What to produce:
Would you transcribe all of the data exactly, down to the last character?

Referring expression data
┄┄┄┄┄┄┄┄┄┄┄┄┄┄┄┄┄┄┄┄

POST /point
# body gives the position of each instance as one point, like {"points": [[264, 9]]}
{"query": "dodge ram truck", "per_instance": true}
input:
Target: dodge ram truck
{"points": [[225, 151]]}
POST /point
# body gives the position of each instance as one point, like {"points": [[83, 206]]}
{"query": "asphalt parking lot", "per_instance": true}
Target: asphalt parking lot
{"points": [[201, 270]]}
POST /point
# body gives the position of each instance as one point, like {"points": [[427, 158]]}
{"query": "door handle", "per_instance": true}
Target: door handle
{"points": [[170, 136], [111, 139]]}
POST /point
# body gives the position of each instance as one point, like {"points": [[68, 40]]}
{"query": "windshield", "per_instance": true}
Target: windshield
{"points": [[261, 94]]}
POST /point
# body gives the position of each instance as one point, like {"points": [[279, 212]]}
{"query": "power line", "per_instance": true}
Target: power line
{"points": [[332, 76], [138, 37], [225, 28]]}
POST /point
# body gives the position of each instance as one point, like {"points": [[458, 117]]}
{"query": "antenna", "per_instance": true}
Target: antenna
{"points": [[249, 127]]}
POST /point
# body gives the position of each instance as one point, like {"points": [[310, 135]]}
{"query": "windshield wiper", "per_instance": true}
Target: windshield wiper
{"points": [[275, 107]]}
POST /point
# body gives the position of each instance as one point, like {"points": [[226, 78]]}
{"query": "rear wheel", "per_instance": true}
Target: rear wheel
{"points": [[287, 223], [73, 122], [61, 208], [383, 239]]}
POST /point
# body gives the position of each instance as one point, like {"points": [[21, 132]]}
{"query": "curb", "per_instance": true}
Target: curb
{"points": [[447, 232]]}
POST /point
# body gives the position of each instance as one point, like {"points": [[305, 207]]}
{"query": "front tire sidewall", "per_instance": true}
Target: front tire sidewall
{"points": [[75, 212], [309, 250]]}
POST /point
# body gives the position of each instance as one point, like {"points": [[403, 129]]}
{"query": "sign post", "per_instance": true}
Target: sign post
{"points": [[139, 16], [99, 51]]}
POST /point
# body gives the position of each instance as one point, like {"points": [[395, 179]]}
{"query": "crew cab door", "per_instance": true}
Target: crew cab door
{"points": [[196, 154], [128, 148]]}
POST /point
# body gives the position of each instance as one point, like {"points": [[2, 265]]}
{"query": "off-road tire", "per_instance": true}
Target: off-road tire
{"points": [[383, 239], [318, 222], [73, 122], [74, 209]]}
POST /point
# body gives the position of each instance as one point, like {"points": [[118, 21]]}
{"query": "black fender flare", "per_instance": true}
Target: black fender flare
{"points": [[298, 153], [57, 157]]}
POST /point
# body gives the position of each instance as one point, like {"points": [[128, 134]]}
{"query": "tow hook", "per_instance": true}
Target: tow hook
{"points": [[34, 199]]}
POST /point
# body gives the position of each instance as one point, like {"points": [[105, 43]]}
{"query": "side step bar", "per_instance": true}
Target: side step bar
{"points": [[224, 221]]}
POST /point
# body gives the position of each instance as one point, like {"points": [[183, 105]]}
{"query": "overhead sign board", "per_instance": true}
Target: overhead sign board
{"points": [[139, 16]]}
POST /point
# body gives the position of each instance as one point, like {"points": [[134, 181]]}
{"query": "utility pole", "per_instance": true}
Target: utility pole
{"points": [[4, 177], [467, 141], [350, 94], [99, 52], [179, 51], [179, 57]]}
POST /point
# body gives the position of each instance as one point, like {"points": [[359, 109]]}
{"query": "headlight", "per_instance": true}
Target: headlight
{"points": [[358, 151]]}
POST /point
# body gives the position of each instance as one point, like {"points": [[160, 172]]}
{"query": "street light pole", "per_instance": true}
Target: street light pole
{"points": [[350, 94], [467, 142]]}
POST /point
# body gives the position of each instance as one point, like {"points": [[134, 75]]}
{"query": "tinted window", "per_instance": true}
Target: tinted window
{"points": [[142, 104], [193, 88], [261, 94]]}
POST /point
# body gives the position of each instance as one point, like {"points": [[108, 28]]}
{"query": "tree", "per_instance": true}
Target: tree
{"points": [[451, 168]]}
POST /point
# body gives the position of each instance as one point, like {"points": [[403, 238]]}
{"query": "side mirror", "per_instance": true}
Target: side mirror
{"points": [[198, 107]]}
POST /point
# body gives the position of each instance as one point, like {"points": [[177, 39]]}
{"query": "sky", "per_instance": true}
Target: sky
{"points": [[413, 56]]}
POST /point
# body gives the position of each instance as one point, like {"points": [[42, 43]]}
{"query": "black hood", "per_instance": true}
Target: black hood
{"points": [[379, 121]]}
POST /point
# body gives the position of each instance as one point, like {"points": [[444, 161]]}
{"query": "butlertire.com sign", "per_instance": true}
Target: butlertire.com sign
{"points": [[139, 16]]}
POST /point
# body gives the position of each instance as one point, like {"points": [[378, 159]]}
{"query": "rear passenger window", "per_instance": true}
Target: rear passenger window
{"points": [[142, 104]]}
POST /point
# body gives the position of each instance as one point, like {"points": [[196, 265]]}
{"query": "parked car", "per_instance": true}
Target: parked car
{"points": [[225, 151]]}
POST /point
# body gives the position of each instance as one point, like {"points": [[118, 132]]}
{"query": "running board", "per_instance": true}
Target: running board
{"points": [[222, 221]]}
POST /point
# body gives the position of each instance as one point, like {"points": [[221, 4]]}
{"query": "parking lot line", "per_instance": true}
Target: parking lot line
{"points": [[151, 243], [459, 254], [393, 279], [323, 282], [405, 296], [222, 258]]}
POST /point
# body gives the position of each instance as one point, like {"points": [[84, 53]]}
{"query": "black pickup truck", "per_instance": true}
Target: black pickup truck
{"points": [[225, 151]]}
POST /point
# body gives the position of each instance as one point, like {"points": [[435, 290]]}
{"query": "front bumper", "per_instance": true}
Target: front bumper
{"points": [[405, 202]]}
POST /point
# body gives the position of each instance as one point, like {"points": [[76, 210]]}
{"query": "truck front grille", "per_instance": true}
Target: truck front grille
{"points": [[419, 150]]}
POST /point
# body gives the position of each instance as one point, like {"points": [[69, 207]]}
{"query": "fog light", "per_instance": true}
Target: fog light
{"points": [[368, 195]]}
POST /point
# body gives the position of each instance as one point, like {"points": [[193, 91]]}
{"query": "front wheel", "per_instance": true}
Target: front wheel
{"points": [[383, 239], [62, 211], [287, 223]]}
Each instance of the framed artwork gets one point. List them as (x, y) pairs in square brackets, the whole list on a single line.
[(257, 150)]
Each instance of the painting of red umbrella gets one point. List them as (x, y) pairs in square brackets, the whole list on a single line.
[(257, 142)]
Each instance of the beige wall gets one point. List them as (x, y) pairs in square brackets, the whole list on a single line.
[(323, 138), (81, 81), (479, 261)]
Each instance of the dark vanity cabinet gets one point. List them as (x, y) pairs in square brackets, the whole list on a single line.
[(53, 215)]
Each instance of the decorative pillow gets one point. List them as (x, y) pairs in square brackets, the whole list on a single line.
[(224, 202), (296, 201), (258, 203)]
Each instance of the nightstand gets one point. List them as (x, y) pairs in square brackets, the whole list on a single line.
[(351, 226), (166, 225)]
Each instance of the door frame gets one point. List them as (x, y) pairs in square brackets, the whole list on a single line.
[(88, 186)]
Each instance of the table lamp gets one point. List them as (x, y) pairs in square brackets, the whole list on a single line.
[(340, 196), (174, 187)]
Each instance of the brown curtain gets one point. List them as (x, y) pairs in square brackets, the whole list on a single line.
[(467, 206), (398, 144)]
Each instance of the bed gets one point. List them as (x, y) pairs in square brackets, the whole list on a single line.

┄┄┄┄┄┄┄┄┄┄┄┄┄┄┄┄┄┄┄┄

Task response:
POST /point
# body gives the position of each instance as one point, like {"points": [[264, 9]]}
{"query": "dodge ram truck", "per_instance": true}
input:
Target: dodge ram truck
{"points": [[225, 151]]}
POST /point
# body gives the position of each instance as one point, like {"points": [[83, 206]]}
{"query": "asphalt parking lot", "per_instance": true}
Target: asphalt parking lot
{"points": [[201, 270]]}
POST /point
# body gives the position of each instance as one point, like {"points": [[427, 158]]}
{"query": "door handle", "per_instance": true}
Target: door handle
{"points": [[170, 136], [111, 139]]}
POST /point
# body gives the position of each instance as one point, like {"points": [[68, 40]]}
{"query": "windshield", "per_instance": true}
Target: windshield
{"points": [[261, 94]]}
POST /point
# body gives the position of each instance as one point, like {"points": [[279, 212]]}
{"query": "power line", "per_instance": true}
Target: power line
{"points": [[332, 76], [138, 37], [225, 28]]}
POST /point
# body gives the position of each instance as one point, like {"points": [[458, 117]]}
{"query": "antenna", "per_instance": true}
Target: antenna
{"points": [[249, 127]]}
POST /point
# body gives the position of each instance as one point, like {"points": [[310, 135]]}
{"query": "windshield wiper", "per_instance": true}
Target: windshield wiper
{"points": [[275, 107]]}
POST /point
# body gives the position of each instance as one point, like {"points": [[226, 78]]}
{"query": "rear wheel", "per_instance": true}
Target: rear wheel
{"points": [[287, 223], [73, 122], [61, 208], [383, 239]]}
POST /point
# body gives the position of each instance as one point, like {"points": [[21, 132]]}
{"query": "curb", "per_instance": true}
Target: curb
{"points": [[447, 232]]}
POST /point
# body gives the position of each instance as one point, like {"points": [[305, 207]]}
{"query": "front tire sidewall", "per_instance": true}
Target: front tire sidewall
{"points": [[75, 212], [309, 250]]}
POST /point
# body gives the position of each instance as one point, like {"points": [[403, 129]]}
{"query": "sign post", "per_instance": true}
Target: sign post
{"points": [[139, 16], [99, 51]]}
POST /point
# body gives the position of each instance as one point, like {"points": [[395, 179]]}
{"query": "crew cab door", "per_instance": true}
Target: crew cab door
{"points": [[196, 154], [128, 148]]}
POST /point
# body gives the position of each instance as one point, like {"points": [[2, 265]]}
{"query": "off-road tire", "per_instance": true}
Target: off-road tire
{"points": [[383, 239], [318, 222], [73, 122], [74, 209]]}
POST /point
# body gives the position of each instance as one point, like {"points": [[118, 21]]}
{"query": "black fender flare", "per_instance": true}
Target: black fender flare
{"points": [[298, 153], [57, 157]]}
POST /point
# body gives the position of each instance as one point, like {"points": [[128, 134]]}
{"query": "tow hook", "per_instance": true}
Target: tow hook
{"points": [[34, 199]]}
POST /point
# body gives the position of each instance as one point, like {"points": [[105, 43]]}
{"query": "side step bar", "per_instance": true}
Target: side step bar
{"points": [[224, 221]]}
POST /point
# body gives the position of each instance as one point, like {"points": [[183, 105]]}
{"query": "overhead sign board", "per_instance": true}
Target: overhead sign board
{"points": [[139, 16]]}
POST /point
# body gives the position of each instance as one point, like {"points": [[134, 181]]}
{"query": "utility pole", "per_instance": true}
Target: utility pole
{"points": [[4, 177], [467, 141], [350, 94], [99, 52], [179, 51], [179, 57]]}
POST /point
# body gives the position of each instance as one point, like {"points": [[359, 109]]}
{"query": "headlight", "per_instance": true}
Target: headlight
{"points": [[358, 151]]}
POST /point
# body gives the position of each instance as one point, like {"points": [[160, 172]]}
{"query": "street light pole", "per_instance": true}
Target: street light pole
{"points": [[350, 94], [467, 142]]}
POST /point
# body gives the position of each instance as one point, like {"points": [[134, 75]]}
{"query": "tinted window", "per_instance": true}
Target: tinted window
{"points": [[142, 104], [193, 88], [261, 94]]}
POST /point
# body gives the position of each instance as one point, like {"points": [[108, 28]]}
{"query": "tree", "per_instance": true}
Target: tree
{"points": [[451, 168]]}
POST /point
# body gives the position of each instance as one point, like {"points": [[403, 238]]}
{"query": "side mirror", "per_instance": true}
Target: side mirror
{"points": [[198, 107]]}
POST /point
# body gives the position of each instance as one point, like {"points": [[177, 39]]}
{"query": "sky", "per_instance": true}
Target: sky
{"points": [[413, 56]]}
POST /point
# body gives the position of each instance as one point, like {"points": [[42, 43]]}
{"query": "black hood", "per_instance": true}
Target: black hood
{"points": [[379, 121]]}
POST /point
# body gives the position of each instance as one point, like {"points": [[444, 161]]}
{"query": "butlertire.com sign", "per_instance": true}
Target: butlertire.com sign
{"points": [[139, 16]]}
POST /point
# body gives the position of each instance as one point, like {"points": [[378, 159]]}
{"query": "rear passenger window", "per_instance": true}
Target: rear passenger window
{"points": [[142, 104]]}
POST /point
# body gives the position of each instance as one point, like {"points": [[196, 265]]}
{"query": "parked car", "per_instance": true}
Target: parked car
{"points": [[225, 151]]}
POST /point
# body gives the position of each instance as one point, like {"points": [[118, 132]]}
{"query": "running board", "per_instance": true}
Target: running board
{"points": [[222, 221]]}
POST /point
# body gives the position of each instance as one point, like {"points": [[221, 4]]}
{"query": "parking lot line", "per_instance": true}
Target: parking lot line
{"points": [[151, 243], [459, 254], [393, 279], [323, 282], [405, 296], [222, 258]]}
POST /point
# body gives the position of each instance as one point, like {"points": [[84, 53]]}
{"query": "black pickup truck", "per_instance": true}
Target: black pickup truck
{"points": [[225, 151]]}
POST /point
# body gives the position of each instance as one point, like {"points": [[435, 290]]}
{"query": "front bumper", "per_instance": true}
Target: front bumper
{"points": [[405, 202]]}
POST /point
# body gives the position of each instance as one point, like {"points": [[76, 210]]}
{"query": "truck front grille", "per_instance": true}
Target: truck front grille
{"points": [[419, 150]]}
POST /point
# body gives the position of each instance as one point, like {"points": [[69, 207]]}
{"query": "fog light", "per_instance": true}
Target: fog light
{"points": [[368, 195]]}
POST /point
# body gives the position of each instance as one point, like {"points": [[193, 91]]}
{"query": "front wheel", "per_instance": true}
Target: front wheel
{"points": [[383, 239], [62, 211], [287, 223]]}
Each instance of the framed artwork gets one point. List them as (x, y) pairs in square brackets, the whole list on a single line.
[(257, 150)]
Each instance of the painting of red umbrella gets one point. List them as (x, y) pairs in square brackets, the whole list on a single line.
[(257, 142)]
Each instance of the beige wall gets one point. List them as (x, y) pairs in square brackets, the whole list on a single line.
[(323, 138), (81, 81), (479, 261)]
Each instance of the dark vanity cabinet gets one point. List them as (x, y) pairs in square brackets, the whole list on a single line.
[(53, 215)]
Each instance of the decorative pillow gets one point. List them as (x, y) pairs in square brackets, the whole list on a single line.
[(224, 202), (296, 201), (258, 203)]
Each instance of the nightstand gets one point. List them as (x, y) pairs in square brackets, the whole list on a single line.
[(351, 226), (166, 225)]
Each instance of the door frame gets one point. List them as (x, y) pairs in square brackets, the whole list on a single line.
[(88, 186)]
Each instance of the table lamp gets one point. List them as (x, y) pairs in square brackets, the whole list on a single line.
[(340, 196), (174, 187)]
Each instance of the brown curtain gets one point. List them as (x, y) pairs in square brackets, the whole list on a single line.
[(467, 206), (398, 144)]
Each instance of the bed gets one point. List them as (x, y) pairs in square brackets, the whole list on a single line.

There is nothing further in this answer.